[Data items]
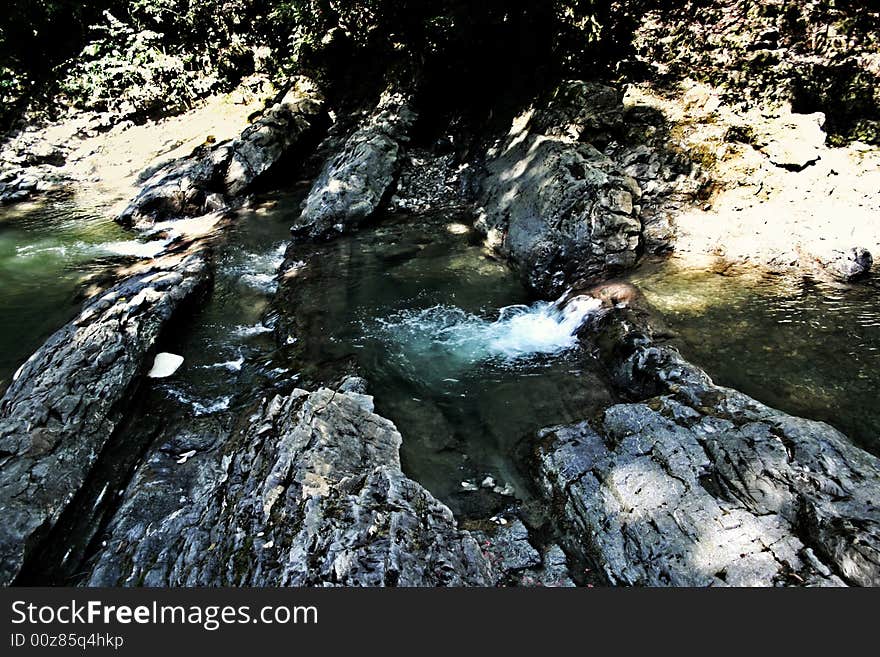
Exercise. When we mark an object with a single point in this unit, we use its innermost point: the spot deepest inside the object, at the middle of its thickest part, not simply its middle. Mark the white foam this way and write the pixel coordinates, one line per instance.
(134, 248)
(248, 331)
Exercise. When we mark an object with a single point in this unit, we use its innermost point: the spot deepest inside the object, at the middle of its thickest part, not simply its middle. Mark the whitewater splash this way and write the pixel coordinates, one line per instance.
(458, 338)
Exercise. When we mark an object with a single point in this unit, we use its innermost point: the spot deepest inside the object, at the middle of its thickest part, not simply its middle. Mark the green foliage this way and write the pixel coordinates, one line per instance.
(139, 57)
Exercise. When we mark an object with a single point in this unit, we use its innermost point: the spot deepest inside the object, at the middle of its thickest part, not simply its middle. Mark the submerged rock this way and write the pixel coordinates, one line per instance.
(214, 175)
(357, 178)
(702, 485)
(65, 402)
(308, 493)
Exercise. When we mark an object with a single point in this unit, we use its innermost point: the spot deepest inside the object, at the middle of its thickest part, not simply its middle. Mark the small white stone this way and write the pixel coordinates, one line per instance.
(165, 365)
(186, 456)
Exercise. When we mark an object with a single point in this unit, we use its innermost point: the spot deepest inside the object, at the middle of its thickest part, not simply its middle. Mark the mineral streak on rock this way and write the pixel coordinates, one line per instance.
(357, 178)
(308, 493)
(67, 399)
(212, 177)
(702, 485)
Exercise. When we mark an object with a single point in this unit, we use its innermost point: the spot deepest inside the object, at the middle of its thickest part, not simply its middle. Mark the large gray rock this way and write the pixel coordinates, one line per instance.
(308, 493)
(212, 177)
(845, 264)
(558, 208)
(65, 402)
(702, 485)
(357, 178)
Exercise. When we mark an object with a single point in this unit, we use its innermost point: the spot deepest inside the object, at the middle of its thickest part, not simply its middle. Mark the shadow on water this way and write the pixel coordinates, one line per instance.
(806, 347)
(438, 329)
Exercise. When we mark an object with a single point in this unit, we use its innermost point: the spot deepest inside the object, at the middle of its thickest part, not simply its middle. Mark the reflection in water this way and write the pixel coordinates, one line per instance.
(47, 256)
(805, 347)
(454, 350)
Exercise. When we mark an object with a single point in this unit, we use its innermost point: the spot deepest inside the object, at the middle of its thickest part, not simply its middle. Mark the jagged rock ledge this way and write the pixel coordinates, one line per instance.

* * *

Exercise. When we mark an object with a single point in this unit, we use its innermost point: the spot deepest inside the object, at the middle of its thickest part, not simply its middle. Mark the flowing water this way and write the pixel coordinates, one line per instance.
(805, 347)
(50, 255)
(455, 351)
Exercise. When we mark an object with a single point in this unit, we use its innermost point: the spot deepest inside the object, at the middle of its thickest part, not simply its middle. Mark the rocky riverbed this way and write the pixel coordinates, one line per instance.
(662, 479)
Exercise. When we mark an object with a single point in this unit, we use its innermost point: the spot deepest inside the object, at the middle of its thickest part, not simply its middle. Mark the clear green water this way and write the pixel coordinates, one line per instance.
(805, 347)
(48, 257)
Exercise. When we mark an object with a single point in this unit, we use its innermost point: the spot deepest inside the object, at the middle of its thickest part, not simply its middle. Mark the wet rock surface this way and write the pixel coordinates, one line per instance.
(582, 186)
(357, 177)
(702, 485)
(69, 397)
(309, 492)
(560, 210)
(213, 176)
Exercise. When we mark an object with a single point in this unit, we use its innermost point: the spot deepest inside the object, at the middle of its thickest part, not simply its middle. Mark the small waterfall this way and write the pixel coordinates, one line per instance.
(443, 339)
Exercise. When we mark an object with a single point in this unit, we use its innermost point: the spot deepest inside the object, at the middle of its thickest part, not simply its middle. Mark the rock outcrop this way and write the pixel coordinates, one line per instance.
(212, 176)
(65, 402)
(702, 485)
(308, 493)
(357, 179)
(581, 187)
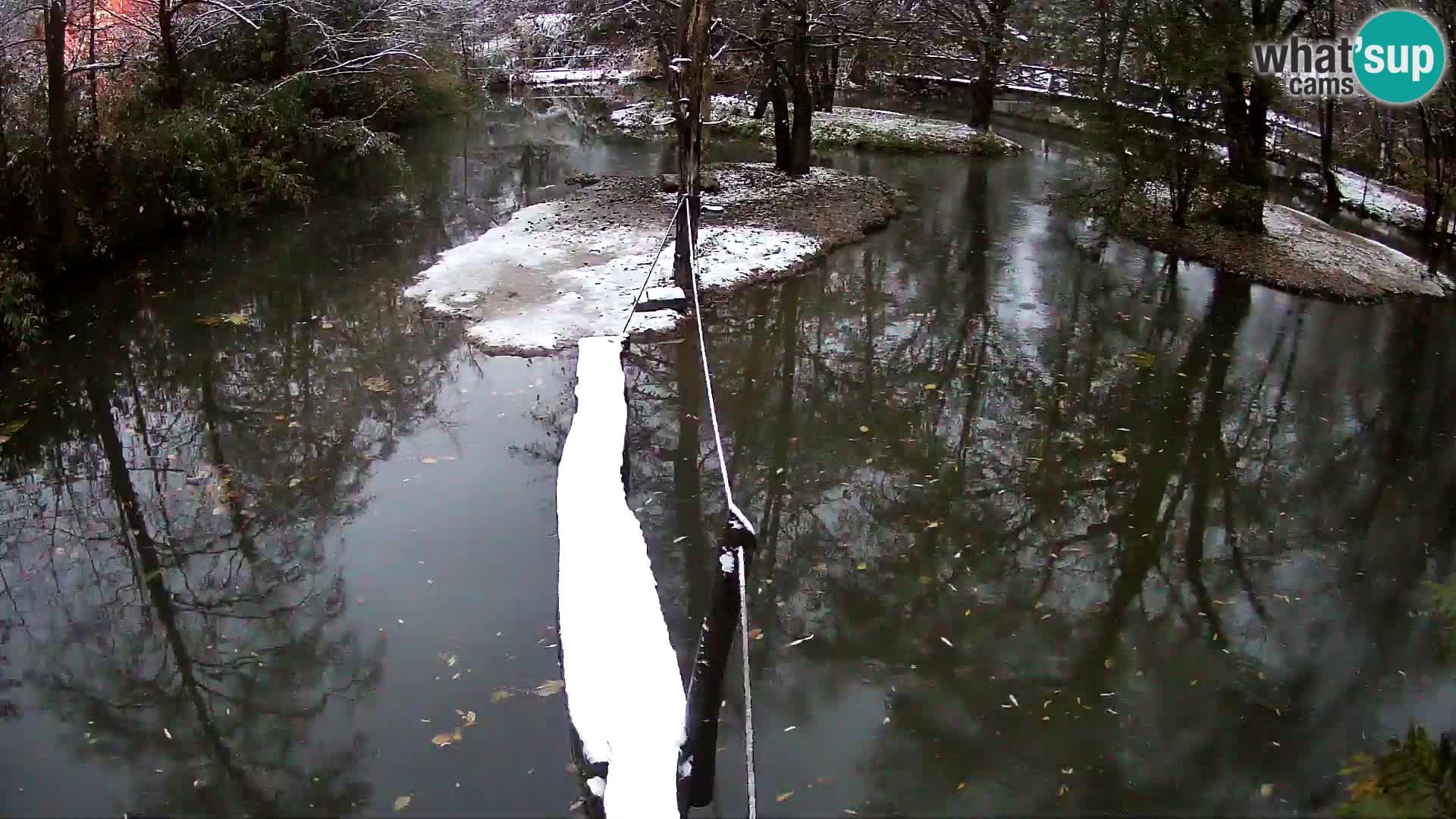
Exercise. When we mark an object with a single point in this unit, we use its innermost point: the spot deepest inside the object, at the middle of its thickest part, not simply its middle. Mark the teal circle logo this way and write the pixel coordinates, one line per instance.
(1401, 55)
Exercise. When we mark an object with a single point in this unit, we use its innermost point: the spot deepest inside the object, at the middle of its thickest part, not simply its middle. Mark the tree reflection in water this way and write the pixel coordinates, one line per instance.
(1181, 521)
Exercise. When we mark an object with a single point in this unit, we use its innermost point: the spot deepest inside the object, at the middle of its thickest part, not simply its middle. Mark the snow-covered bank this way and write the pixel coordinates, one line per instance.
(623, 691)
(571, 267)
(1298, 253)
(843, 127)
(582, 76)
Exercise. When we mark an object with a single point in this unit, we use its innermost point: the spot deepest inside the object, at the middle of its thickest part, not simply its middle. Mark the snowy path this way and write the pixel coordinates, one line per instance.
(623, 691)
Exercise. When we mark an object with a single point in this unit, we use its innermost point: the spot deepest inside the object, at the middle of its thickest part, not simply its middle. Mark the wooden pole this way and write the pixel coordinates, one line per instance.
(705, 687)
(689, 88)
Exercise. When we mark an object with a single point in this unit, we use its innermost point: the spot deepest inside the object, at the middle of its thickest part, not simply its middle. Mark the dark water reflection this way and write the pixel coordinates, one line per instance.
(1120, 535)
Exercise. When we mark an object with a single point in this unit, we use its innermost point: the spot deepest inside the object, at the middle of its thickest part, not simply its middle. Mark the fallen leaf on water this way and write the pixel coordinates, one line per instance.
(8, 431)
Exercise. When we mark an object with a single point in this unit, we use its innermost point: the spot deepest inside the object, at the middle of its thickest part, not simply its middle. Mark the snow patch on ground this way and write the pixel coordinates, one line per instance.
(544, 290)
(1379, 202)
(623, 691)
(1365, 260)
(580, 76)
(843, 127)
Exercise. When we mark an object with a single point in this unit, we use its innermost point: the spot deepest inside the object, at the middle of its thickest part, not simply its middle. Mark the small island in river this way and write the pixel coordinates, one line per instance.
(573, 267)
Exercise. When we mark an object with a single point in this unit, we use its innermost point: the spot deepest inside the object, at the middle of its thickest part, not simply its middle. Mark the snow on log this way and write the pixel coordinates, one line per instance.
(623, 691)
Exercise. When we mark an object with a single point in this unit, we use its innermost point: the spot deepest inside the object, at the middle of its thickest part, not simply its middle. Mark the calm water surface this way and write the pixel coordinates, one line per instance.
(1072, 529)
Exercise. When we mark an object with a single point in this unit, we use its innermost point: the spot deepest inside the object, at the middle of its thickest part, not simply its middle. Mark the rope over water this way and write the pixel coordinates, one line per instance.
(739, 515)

■ GIVEN TASK
Rewrite the material from the line with "Mark the calm" up to and including the line with "(1072, 529)", replacing "calm" with "still" and leaving everything else unchanged. Give only those lines.

■ SOLUTION
Exercise. When we mark an object with a single point in this unit, we use its innermost point: the spot deepest inside the object, at the middle of its thickest part, not simply its middle. Mark the still water surface this way and write the pixel coordinates, one line per instance.
(1072, 529)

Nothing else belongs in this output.